When I write about patent filings, they are usually from search engines or social networking sites, or have been acquired by someone like Google or Facebook. I ran across one patent application published this week that instead comes a person offering search engine optimization services. I don’t think it’s possible to do SEO with just automated tools, because there are so many issues on a site that need to be considered and reviewed and often adjusted for a site to be competitive in search results.

Some of those are technical, like handling canonical issues so that you ideally only have one URL per page. Some of those issues involve making marketing decisions, like understanding the audience of a site and the language that they might expect to see on a page about a particular topic. Some may involve things like deciding how the information architecture of a site might be set up, so that it’s easy for visitors to understand where they are on a site, where they can go, and how their situational and informational needs might be addressed on the pages of that site.
Tools that can help you do some of the manual tasks and research involved in an SEO campaign can be very helpful though, especially if they can enable you to work more efficiently, and spend more time on making the decisions that a human being might make that a computer program can’t. But are such tools patentable? If you find a way to automate a process that many people have been doing manually, is it really something that is new, useful, and nonobvious? Those are the kinds of questions that a patent examiner might ask when reviewing a patent application while prosecuting it. If a person is granted a patent that describes such processes, will that enable them to stop others from using such processes themselves, even if they’ve been using those for years?
The patent application is:
Automatic Generation of Tasks For Search Engine Optimization Invented by Matt LeBaron US Patent Application 20120166413 Published June 28, 2012 Filed: December 24, 2010
Abstract
A method and a device for search engine optimization, that receives an identifier that identifies a domain, one or more keywords for analysis relative to a search engine, and search engine usage data, for each received keyword, gathering search engine results data, for at least one received keyword, mapping the at least one keyword to at least one web page within the identified domain, said mapping based on at least one of said search engine usage data and said search engine results data, and for at least one of the received keywords, generating at least one instruction to modify a web page element in a web page to which the at least one received keyword is mapped.

Written instruction A
Reproduce the part of the post on the SEO patent application between "Tools that can" and "those for years?", inclusive.
Written instruction B
Translate this sentence from the post on the SEO patent application into Spanish: "Those are the kinds of questions that a patent examiner might ask when reviewing a patent application while prosecuting it."

Extracted entries
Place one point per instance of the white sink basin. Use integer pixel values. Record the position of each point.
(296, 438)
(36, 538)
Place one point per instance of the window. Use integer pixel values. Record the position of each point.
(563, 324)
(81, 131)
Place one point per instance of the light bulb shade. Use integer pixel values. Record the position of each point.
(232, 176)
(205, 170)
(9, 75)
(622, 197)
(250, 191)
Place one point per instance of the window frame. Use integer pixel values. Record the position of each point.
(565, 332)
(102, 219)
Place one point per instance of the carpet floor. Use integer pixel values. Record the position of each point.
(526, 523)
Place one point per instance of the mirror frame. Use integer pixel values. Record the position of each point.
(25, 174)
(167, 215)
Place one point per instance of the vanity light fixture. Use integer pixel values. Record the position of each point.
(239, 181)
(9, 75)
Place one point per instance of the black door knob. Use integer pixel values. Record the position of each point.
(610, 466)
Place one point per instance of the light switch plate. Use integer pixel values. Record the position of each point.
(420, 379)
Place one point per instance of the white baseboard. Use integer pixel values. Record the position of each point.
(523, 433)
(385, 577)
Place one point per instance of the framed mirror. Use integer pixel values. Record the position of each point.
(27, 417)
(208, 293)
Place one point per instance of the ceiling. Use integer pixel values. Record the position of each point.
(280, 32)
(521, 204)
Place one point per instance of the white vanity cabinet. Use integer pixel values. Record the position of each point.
...
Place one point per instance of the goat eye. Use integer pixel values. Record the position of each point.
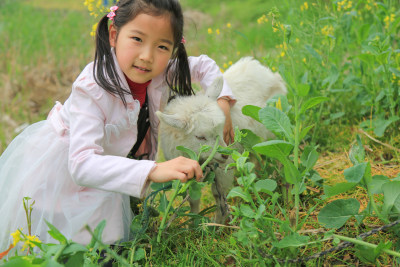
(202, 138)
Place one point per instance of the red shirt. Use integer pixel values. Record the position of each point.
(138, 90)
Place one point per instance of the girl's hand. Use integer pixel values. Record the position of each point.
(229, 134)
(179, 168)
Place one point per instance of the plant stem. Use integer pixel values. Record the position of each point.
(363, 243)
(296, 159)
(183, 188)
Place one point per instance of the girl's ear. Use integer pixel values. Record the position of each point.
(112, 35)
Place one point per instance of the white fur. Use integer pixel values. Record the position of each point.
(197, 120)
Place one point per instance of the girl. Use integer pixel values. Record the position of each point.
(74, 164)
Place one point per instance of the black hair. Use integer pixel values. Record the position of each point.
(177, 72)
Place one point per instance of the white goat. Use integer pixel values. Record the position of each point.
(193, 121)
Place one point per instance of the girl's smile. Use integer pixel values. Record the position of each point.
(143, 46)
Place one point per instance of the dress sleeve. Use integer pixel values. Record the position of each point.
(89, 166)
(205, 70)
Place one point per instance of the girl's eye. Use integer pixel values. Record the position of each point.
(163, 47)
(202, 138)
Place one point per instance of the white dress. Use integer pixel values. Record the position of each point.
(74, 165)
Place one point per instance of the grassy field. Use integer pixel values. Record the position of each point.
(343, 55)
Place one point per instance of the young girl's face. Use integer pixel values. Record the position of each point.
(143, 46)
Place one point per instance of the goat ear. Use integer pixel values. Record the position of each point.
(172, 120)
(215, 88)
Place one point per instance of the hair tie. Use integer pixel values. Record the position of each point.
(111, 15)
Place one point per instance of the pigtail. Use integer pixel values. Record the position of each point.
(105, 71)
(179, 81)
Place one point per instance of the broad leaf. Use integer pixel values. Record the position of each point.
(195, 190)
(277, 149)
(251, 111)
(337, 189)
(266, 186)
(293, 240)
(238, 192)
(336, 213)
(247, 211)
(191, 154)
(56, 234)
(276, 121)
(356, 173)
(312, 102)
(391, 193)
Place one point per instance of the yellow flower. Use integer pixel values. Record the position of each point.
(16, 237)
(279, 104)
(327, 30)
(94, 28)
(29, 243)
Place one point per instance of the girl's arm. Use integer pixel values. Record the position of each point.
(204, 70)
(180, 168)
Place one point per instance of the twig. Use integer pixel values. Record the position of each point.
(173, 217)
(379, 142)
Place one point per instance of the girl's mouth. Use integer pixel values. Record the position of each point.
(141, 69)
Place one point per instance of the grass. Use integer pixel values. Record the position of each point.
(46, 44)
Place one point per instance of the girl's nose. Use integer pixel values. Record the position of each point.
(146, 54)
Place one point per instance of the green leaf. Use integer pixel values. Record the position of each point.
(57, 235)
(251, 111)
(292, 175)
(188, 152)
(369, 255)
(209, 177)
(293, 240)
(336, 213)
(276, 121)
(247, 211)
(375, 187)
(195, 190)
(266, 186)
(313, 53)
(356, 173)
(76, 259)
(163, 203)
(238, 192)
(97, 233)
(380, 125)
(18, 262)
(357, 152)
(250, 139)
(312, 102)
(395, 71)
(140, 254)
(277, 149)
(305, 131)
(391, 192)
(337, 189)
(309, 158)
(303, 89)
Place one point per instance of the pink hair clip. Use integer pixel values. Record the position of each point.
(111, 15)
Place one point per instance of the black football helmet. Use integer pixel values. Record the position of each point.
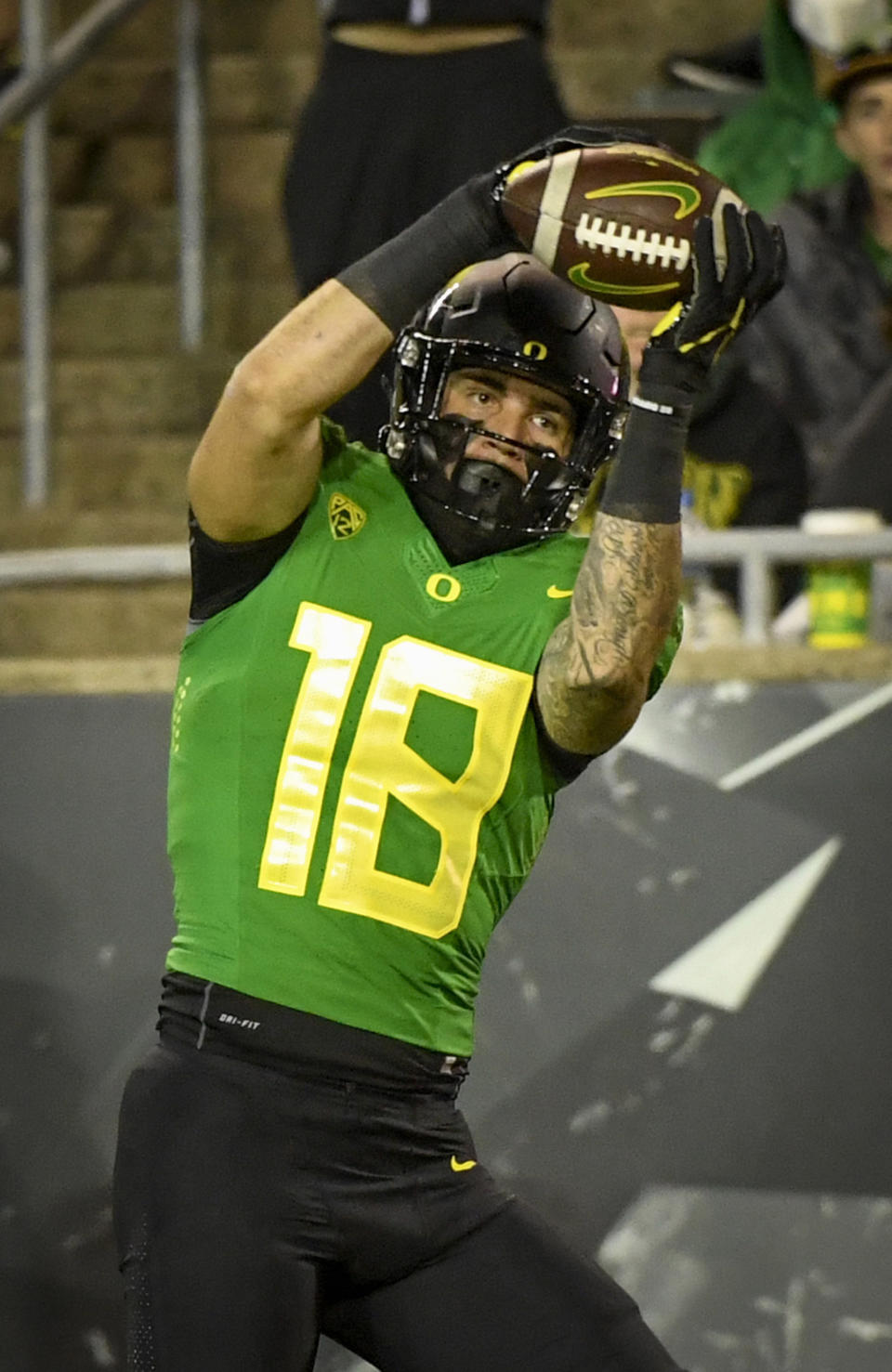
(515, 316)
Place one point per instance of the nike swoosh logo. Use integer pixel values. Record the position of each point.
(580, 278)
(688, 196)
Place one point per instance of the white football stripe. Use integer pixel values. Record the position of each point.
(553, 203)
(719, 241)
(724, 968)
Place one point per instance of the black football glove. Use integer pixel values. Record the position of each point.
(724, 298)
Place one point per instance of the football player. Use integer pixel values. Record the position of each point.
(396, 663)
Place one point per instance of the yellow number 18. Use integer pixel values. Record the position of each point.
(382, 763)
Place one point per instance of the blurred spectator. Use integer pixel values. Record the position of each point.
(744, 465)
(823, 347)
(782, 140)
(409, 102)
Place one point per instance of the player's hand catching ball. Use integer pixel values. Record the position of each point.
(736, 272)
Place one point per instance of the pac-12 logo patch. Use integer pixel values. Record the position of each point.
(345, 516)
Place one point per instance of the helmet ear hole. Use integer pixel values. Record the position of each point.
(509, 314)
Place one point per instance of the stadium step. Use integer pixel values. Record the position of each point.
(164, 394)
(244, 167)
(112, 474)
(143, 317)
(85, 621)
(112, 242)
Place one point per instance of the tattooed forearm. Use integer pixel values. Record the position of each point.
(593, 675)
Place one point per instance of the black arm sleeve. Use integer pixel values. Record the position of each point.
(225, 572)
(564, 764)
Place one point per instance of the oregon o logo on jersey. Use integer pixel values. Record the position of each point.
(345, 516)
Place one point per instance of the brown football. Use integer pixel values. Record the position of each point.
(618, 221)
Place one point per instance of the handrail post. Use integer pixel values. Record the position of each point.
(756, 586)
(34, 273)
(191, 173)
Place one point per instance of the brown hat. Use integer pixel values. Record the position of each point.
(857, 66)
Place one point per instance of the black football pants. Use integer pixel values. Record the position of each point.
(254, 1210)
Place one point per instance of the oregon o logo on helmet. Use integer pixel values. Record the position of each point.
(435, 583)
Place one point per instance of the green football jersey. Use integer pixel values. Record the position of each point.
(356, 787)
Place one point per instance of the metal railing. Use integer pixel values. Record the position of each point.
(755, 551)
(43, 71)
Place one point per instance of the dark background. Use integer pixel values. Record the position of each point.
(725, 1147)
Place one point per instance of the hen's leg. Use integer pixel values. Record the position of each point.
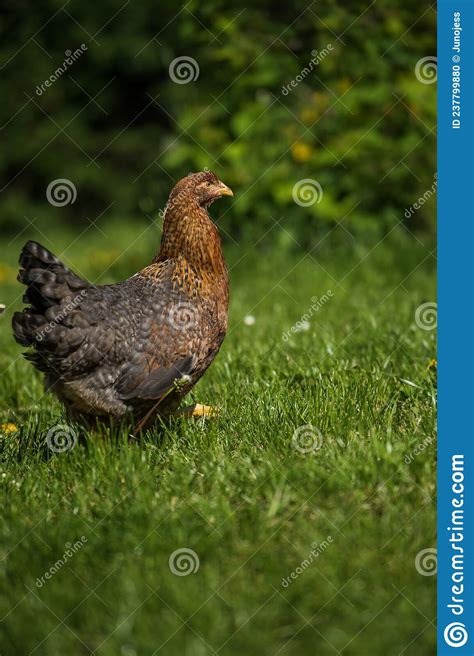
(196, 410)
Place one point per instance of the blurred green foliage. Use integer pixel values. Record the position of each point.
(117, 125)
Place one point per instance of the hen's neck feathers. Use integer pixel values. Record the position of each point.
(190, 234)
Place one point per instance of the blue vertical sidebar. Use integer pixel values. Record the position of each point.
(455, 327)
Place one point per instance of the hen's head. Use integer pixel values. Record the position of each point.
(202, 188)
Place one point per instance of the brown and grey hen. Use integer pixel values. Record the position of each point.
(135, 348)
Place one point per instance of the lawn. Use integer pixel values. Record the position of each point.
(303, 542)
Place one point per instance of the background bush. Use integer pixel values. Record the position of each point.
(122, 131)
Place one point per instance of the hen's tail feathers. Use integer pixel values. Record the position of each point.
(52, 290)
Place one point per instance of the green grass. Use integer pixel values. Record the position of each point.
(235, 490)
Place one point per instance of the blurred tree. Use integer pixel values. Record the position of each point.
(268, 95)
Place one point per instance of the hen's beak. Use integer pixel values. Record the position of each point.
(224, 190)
* * *
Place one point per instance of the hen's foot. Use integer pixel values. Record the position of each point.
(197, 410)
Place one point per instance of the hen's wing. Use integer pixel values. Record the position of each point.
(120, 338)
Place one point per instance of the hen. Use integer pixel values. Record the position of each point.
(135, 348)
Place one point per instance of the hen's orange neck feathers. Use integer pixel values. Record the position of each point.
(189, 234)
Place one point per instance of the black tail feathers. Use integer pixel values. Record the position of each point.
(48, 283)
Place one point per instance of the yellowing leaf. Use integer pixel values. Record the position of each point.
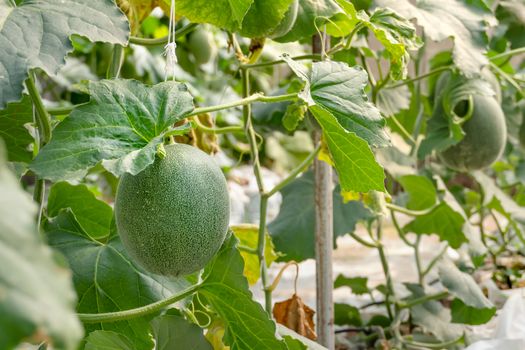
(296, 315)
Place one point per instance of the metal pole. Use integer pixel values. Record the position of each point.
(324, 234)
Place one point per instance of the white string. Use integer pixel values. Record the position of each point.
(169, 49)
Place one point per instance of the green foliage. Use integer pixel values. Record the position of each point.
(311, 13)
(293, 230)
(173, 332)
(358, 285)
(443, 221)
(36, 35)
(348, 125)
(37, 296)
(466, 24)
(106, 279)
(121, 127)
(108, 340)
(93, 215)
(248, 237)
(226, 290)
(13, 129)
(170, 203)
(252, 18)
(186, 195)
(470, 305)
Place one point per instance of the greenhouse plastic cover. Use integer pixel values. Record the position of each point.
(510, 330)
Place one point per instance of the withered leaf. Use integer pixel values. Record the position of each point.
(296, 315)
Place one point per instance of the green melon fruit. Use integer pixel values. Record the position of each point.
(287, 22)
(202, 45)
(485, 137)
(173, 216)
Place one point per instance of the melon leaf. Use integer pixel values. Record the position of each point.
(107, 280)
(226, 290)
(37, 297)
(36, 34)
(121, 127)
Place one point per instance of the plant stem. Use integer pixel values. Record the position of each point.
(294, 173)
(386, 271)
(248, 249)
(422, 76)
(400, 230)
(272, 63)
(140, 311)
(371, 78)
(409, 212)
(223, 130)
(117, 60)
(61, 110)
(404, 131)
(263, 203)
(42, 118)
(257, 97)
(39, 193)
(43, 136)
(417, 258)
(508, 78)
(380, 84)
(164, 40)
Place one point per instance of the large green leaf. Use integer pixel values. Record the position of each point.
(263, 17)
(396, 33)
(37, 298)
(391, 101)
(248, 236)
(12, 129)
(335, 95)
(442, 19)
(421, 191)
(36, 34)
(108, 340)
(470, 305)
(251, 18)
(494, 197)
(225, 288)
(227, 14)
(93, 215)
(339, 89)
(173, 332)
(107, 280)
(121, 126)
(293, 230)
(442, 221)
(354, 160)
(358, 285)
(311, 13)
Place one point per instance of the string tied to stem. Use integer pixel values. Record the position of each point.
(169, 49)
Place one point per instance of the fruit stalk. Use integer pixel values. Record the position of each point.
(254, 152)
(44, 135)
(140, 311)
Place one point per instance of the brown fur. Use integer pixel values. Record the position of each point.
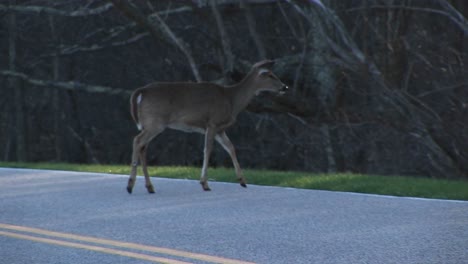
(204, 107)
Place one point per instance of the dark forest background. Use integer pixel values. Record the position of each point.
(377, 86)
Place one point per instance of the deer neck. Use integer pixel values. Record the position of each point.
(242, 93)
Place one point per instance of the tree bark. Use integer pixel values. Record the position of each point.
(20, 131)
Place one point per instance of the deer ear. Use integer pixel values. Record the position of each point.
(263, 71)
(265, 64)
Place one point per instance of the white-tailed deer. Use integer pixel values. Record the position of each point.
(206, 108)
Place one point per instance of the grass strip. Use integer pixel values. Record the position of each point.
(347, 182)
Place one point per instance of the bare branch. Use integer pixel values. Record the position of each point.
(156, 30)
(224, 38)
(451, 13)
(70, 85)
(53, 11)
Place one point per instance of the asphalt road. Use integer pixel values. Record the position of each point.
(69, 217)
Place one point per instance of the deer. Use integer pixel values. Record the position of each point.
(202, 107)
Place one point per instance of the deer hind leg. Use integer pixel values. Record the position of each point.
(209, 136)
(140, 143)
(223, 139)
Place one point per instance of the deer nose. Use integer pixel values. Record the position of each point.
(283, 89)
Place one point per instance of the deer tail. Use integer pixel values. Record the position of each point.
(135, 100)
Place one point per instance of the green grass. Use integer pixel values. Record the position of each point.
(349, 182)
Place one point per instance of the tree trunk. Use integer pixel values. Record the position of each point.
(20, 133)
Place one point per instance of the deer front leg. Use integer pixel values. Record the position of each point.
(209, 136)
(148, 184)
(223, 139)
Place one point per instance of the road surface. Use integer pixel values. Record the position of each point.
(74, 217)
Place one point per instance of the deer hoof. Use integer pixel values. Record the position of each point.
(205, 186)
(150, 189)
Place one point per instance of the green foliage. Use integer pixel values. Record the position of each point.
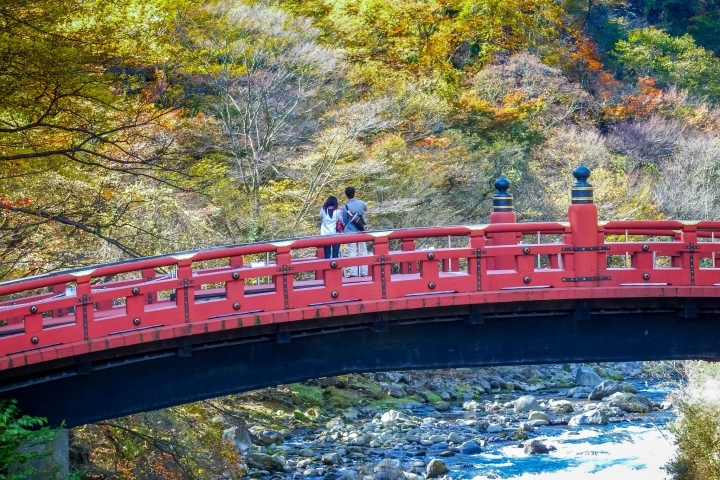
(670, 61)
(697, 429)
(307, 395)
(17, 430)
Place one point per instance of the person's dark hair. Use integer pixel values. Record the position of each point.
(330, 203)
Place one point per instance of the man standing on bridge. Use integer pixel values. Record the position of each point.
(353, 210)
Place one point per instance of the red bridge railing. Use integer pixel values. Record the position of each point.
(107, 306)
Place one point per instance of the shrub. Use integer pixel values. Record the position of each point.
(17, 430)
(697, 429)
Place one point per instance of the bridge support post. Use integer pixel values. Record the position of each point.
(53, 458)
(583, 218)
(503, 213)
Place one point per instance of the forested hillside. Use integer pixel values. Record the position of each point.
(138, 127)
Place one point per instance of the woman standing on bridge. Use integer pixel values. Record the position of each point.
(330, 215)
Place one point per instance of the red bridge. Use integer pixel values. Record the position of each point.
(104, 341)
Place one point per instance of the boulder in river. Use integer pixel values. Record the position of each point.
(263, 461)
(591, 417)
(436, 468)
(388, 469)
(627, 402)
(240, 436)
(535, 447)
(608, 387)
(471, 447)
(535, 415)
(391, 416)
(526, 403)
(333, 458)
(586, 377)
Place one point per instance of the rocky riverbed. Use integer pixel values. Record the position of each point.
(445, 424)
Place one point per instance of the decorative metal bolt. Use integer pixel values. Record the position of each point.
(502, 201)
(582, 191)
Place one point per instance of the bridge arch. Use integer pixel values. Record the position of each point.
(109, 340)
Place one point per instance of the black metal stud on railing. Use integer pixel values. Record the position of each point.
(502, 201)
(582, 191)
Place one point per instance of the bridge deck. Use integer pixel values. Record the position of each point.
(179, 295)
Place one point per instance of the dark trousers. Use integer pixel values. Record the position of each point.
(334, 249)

Full output A
Tools that can help you do some of the manual tasks and research involved in an SEO campaign can be very helpful though, especially if they can enable you to work more efficiently, and spend more time on making the decisions that a human being might make that a computer program can’t. But are such tools patentable? If you find a way to automate a process that many people have been doing manually, is it really something that is new, useful, and nonobvious? Those are the kinds of questions that a patent examiner might ask when reviewing a patent application while prosecuting it. If a person is granted a patent that describes such processes, will that enable them to stop others from using such processes themselves, even if they’ve been using those for years?

Full output B
Esas son el tipo de preguntas que un examinador de patentes podría hacer al revisar una solicitud de patente mientras la tramita.